(Stored items from a collection)

----

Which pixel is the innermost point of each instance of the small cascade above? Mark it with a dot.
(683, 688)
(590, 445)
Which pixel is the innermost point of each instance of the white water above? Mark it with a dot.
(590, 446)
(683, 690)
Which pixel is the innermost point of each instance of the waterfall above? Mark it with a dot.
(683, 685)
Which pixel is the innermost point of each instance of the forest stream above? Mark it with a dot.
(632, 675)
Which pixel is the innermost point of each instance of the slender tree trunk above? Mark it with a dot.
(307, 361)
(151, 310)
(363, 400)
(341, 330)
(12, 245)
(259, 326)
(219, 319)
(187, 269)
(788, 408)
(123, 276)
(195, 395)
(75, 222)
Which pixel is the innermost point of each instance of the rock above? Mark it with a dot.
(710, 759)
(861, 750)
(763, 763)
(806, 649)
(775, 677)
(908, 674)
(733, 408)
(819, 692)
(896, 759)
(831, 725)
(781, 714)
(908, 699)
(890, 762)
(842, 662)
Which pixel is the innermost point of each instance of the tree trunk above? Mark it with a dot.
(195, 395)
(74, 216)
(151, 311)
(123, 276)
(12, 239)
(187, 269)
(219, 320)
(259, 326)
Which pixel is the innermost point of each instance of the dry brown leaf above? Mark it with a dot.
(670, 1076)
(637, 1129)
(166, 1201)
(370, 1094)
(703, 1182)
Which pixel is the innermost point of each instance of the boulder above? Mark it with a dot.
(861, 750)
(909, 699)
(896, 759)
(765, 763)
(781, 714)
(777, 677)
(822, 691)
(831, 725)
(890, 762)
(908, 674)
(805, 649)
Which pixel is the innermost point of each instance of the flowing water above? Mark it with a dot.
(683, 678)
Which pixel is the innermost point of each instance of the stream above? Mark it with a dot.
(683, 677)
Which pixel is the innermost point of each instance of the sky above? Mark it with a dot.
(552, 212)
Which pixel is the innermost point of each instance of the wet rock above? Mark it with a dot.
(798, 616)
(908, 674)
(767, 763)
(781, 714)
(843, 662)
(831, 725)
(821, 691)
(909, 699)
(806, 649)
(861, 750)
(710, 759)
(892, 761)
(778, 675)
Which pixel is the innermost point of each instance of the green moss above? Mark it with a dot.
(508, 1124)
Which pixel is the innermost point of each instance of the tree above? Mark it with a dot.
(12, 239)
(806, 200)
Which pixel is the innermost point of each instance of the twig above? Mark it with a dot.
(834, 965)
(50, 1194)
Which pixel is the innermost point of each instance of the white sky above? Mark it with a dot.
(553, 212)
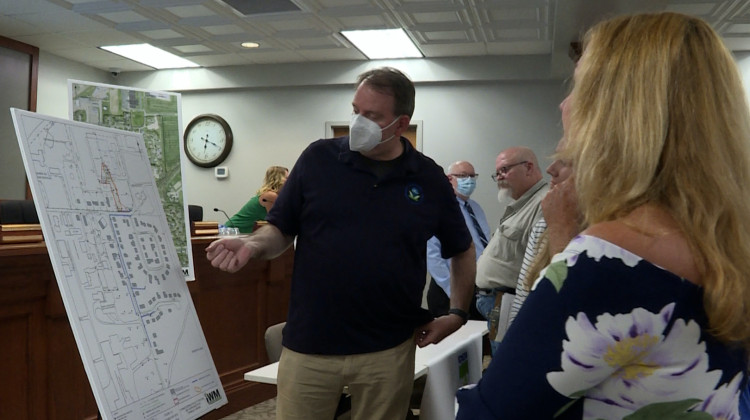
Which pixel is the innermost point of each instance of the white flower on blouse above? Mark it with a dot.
(624, 362)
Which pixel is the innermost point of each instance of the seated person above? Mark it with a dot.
(257, 207)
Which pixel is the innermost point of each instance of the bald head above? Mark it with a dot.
(518, 170)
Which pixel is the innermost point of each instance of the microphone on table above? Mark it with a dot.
(220, 210)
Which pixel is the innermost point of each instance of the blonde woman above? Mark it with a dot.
(645, 313)
(257, 207)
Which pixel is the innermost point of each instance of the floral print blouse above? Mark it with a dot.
(607, 335)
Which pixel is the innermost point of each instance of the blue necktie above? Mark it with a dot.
(476, 224)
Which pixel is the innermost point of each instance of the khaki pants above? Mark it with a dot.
(380, 383)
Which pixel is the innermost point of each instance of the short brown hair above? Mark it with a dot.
(390, 81)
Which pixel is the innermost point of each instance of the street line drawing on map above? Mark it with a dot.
(156, 115)
(118, 271)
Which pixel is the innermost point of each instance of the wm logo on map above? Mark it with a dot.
(212, 396)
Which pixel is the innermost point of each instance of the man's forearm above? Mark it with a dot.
(463, 273)
(268, 242)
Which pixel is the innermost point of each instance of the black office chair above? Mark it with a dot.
(18, 212)
(272, 337)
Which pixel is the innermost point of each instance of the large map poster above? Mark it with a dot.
(117, 269)
(156, 115)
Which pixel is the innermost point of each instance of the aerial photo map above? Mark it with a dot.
(156, 115)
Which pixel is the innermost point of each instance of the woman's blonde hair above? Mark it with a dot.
(658, 116)
(274, 179)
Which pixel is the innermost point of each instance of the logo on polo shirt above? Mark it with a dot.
(414, 193)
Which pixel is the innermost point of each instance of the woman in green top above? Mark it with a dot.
(258, 206)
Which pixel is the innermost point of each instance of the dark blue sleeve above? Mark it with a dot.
(285, 213)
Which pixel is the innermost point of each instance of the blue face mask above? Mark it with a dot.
(466, 186)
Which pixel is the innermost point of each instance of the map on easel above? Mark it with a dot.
(118, 271)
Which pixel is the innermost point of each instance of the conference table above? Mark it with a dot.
(454, 362)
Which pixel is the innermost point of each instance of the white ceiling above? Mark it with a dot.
(209, 32)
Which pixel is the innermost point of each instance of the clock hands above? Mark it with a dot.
(206, 142)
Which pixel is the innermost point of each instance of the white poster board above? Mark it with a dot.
(117, 268)
(158, 116)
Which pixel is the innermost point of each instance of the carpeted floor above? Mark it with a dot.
(267, 409)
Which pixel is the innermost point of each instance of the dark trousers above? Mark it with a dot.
(438, 303)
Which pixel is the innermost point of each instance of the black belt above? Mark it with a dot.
(501, 289)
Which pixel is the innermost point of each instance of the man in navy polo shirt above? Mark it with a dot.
(362, 208)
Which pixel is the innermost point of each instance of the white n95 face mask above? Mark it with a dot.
(365, 134)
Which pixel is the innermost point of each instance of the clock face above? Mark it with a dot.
(208, 140)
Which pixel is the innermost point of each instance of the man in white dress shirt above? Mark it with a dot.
(462, 176)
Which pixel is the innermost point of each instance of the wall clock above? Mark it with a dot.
(208, 140)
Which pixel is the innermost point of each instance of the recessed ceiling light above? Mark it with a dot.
(383, 43)
(151, 56)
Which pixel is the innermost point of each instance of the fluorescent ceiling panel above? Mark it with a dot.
(151, 56)
(383, 43)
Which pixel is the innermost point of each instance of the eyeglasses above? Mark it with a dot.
(462, 176)
(505, 169)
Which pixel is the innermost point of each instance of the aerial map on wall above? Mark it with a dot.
(118, 271)
(156, 115)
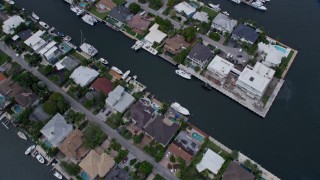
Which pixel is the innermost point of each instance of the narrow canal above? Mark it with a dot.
(286, 142)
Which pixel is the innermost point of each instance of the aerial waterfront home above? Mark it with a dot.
(56, 130)
(95, 164)
(119, 100)
(84, 75)
(254, 81)
(220, 67)
(175, 44)
(245, 33)
(185, 8)
(210, 161)
(200, 55)
(223, 23)
(10, 24)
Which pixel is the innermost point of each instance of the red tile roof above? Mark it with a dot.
(102, 85)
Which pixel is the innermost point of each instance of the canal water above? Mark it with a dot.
(286, 142)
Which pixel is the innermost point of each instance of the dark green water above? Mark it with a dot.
(286, 142)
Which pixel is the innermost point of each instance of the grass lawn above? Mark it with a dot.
(98, 14)
(119, 2)
(211, 13)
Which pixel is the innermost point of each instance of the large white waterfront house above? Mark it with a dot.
(254, 81)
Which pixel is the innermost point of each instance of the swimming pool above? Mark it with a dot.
(197, 136)
(84, 176)
(281, 49)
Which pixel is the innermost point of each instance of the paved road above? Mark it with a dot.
(91, 117)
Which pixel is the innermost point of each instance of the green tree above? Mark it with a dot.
(134, 8)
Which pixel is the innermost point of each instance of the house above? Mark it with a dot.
(175, 44)
(254, 81)
(161, 129)
(35, 41)
(10, 24)
(68, 63)
(200, 55)
(56, 130)
(245, 34)
(84, 75)
(141, 113)
(119, 100)
(102, 85)
(201, 16)
(185, 8)
(105, 6)
(211, 161)
(118, 173)
(72, 146)
(121, 14)
(155, 35)
(236, 172)
(95, 164)
(223, 23)
(220, 67)
(139, 24)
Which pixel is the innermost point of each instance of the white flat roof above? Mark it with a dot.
(220, 65)
(47, 47)
(211, 161)
(185, 7)
(155, 35)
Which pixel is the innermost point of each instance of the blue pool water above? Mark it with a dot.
(281, 49)
(84, 176)
(17, 108)
(197, 136)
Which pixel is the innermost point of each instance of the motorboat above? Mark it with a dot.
(176, 106)
(22, 135)
(258, 5)
(117, 70)
(88, 49)
(76, 10)
(40, 159)
(215, 7)
(236, 1)
(36, 17)
(183, 74)
(125, 75)
(57, 175)
(103, 61)
(44, 25)
(89, 19)
(31, 148)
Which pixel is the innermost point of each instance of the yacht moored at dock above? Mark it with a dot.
(176, 106)
(183, 74)
(89, 19)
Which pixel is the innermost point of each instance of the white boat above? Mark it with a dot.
(57, 175)
(88, 49)
(40, 159)
(216, 7)
(31, 148)
(22, 135)
(116, 70)
(89, 19)
(236, 1)
(183, 74)
(226, 13)
(103, 61)
(258, 5)
(137, 45)
(76, 10)
(43, 24)
(176, 106)
(125, 75)
(35, 16)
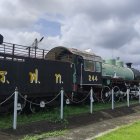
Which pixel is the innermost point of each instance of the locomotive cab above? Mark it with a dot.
(87, 67)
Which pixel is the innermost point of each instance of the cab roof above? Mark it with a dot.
(53, 53)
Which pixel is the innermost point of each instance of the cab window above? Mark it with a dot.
(89, 65)
(98, 67)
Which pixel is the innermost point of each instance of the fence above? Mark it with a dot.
(16, 94)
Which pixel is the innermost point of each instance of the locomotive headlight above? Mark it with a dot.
(108, 81)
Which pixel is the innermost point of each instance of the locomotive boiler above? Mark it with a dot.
(39, 75)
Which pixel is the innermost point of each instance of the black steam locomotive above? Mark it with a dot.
(39, 75)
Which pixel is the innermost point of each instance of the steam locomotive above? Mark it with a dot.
(39, 75)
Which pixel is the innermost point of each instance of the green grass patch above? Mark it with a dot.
(54, 114)
(129, 132)
(45, 135)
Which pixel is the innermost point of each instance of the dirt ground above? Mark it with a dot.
(81, 127)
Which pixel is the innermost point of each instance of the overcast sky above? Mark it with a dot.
(110, 28)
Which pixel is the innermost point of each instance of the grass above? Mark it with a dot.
(45, 135)
(129, 132)
(54, 115)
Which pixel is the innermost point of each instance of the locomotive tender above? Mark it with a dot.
(39, 75)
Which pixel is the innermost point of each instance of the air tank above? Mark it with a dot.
(117, 70)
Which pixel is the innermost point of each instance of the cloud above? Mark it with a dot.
(109, 28)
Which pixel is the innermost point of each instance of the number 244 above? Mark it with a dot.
(93, 78)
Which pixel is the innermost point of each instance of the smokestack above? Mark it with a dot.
(129, 65)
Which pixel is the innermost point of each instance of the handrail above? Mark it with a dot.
(16, 50)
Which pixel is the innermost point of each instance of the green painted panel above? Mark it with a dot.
(114, 70)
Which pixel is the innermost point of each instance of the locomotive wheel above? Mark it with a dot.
(105, 94)
(117, 94)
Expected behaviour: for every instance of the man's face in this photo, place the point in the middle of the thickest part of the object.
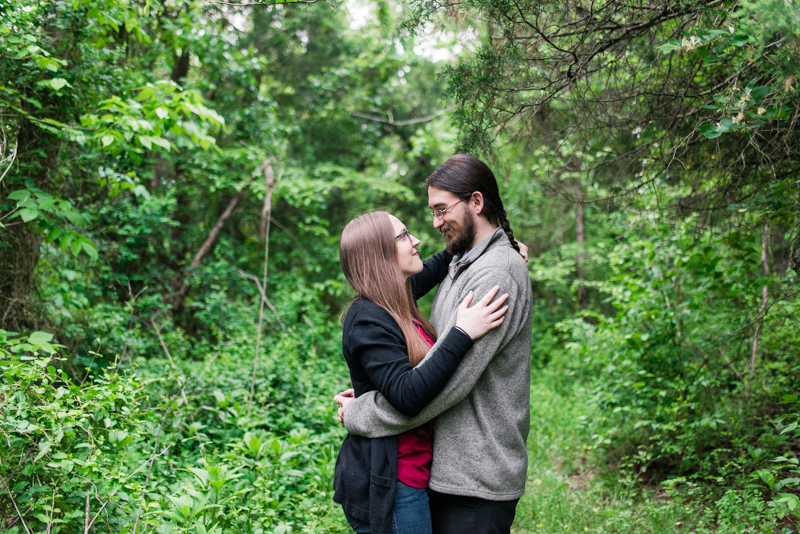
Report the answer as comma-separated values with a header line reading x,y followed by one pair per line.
x,y
458,222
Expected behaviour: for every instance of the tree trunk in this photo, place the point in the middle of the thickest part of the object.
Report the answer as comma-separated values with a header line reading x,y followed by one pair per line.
x,y
580,237
19,244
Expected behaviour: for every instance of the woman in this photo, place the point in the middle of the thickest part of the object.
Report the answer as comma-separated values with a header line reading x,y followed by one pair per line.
x,y
381,483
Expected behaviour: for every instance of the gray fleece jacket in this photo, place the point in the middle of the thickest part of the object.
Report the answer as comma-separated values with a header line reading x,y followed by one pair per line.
x,y
482,417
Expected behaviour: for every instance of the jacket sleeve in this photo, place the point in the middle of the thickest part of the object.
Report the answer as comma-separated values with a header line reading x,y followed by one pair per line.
x,y
372,416
384,358
434,269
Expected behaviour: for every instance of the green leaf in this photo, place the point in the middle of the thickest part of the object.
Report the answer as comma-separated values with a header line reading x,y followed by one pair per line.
x,y
40,338
160,141
710,132
89,249
28,214
760,93
58,83
19,195
146,93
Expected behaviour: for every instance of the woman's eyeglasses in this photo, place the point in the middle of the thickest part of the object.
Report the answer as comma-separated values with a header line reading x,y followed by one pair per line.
x,y
402,234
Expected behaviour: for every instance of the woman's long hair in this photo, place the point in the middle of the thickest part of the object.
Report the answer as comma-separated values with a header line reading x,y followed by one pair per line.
x,y
368,254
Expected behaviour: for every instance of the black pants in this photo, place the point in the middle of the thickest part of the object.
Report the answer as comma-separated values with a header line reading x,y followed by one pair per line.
x,y
454,514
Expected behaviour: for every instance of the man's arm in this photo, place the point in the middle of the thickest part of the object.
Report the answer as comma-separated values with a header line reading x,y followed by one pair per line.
x,y
372,416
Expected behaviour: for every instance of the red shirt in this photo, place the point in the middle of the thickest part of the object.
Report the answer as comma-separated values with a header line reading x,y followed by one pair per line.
x,y
415,449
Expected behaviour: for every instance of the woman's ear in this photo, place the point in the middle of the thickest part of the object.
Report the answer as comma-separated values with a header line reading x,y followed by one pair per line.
x,y
476,201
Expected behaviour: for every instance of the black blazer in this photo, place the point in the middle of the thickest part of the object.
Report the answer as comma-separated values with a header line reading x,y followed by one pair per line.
x,y
374,347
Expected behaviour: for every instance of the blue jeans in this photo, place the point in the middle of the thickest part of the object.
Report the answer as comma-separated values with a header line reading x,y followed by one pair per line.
x,y
411,513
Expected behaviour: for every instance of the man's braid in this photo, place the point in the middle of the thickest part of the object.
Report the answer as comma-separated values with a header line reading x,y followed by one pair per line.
x,y
503,221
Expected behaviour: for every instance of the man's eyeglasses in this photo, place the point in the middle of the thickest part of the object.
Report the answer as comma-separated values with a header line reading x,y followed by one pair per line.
x,y
438,214
402,234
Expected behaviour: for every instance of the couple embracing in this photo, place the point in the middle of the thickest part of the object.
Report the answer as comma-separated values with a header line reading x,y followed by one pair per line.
x,y
439,412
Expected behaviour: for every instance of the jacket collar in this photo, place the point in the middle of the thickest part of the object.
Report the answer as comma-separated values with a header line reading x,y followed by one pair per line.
x,y
498,238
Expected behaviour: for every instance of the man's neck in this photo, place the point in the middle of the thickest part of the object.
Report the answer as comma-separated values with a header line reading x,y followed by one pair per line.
x,y
484,230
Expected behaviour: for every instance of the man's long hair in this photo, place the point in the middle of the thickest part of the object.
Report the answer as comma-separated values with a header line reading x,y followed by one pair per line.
x,y
368,254
463,175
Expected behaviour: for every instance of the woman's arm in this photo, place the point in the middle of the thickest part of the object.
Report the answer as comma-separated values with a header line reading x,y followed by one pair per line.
x,y
384,357
376,342
434,269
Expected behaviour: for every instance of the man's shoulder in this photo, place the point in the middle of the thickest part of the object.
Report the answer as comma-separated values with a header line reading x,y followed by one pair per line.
x,y
502,259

----

▸ EXERCISE TASK
Repeat only the lines running from the line that contains "Expected behaviour: for every instance of the man's long" through the last line above, inclusive.

▸ WRITTEN RESPONSE
Expected behaviour: for every instance of the man's long hair in this photo, place the point in the middle of the thickest part of the object.
Report the answer as comma-separated values with a header line reading x,y followed by one pair per line.
x,y
368,254
463,175
Expected behaviour: for every instance of the woman's arm in this photo, place the point in the middle of the thickest part of the object.
Report the answer as comma-separated values with a header line reading x,y followed by one pair per line.
x,y
384,357
376,342
434,269
Expected behaviour: for every instance of the man's shoulder in this photo, place the point in the middle of the thickest part of the object.
Report the answer as comma-separated values with a header line reading x,y followed by one pair per line.
x,y
502,259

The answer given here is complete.